━━━ SUPPLIED TEXT ━━━

Meanwhile, Count Herman van den Bergh had marched from Spanish Flanders with 5,000 men and 2,000 cavalry to try to relieve Rheinberg, but as he approached his leading elements probed the defences and found it well intact. After an attack was repelled and van den Bergh realised that the Anglo-Dutch force stood firm, he did not want to risk an open battle and decided to retreat leaving the garrison to its fate.

Maurice's siege works proved effective - his pioneers sprang a mine under the Kassel gate. On 26 July the mine was detonated doing much damage and inflicting huge losses - according to one witness many were thrown into the air. Maurice persisted in his operations and three days later mines were placed elsewhere, which was eventually abandoned as Luis De Avila decided all hope was lost and surrendered on the 30th.

After leaving a garrison in Rheinberg Maurice then marched South to Meurs. They laid siege to the city on 2 August 1601 which after a brief bombardment and no hope of relief the Spanish garrison almost immediately surrendered.

==Aftermath==
The victory was celebrated in Holland and a triumphal medal was created with the inscription; the enemy threatening fearful things is driven from Berg.

━━━ INFORMATION SHOWN ━━━

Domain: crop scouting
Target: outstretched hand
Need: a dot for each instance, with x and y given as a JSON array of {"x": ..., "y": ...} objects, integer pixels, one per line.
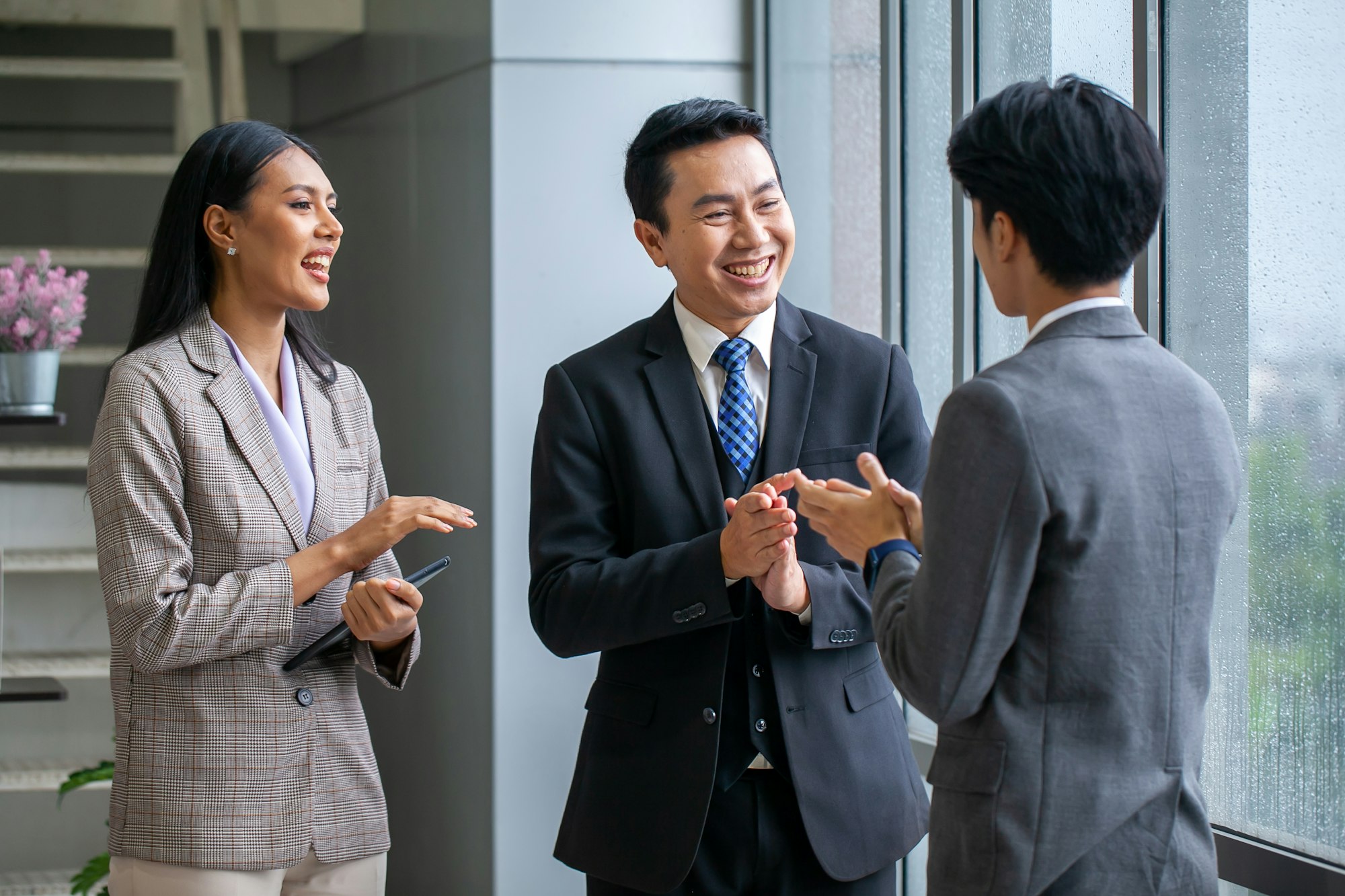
[{"x": 853, "y": 520}]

━━━

### TASK ITEM
Extend the account of the siege of Rheinberg past its final sentence with the next passage.

### FINAL ANSWER
Rheinberg, because it had been besieged many times throughout the war, became known as the whore of war. The place was next besieged in 1606 by Ambrogio Spinola in his campaign and was captured. Rheinberg remained in Spanish hands until 1632 when Frederick Henry retook the city which remained in Dutch hands.

The Dutch were determined to fortify both towns with their own troops, no longer trusting the neutrality of the German prince's garrison. Thus the keys to the land of Cleves and Julliers the scene of the Francisco de Mendoza's successful and brutal campaign were now held by the stadholder. Maurice then sent more reinforcements to Ostend and halted further campaigning for two months. In November he tried to take 's-Hertogenbosch but the onset of a brutal cold winter and the threat of a Spanish relief force under Van den Bergh forced Maurice into winter quarters.

Meurs stayed in Dutch hands and would remain a part of the Dutch Republic until 1712 when it became a part of Prussia.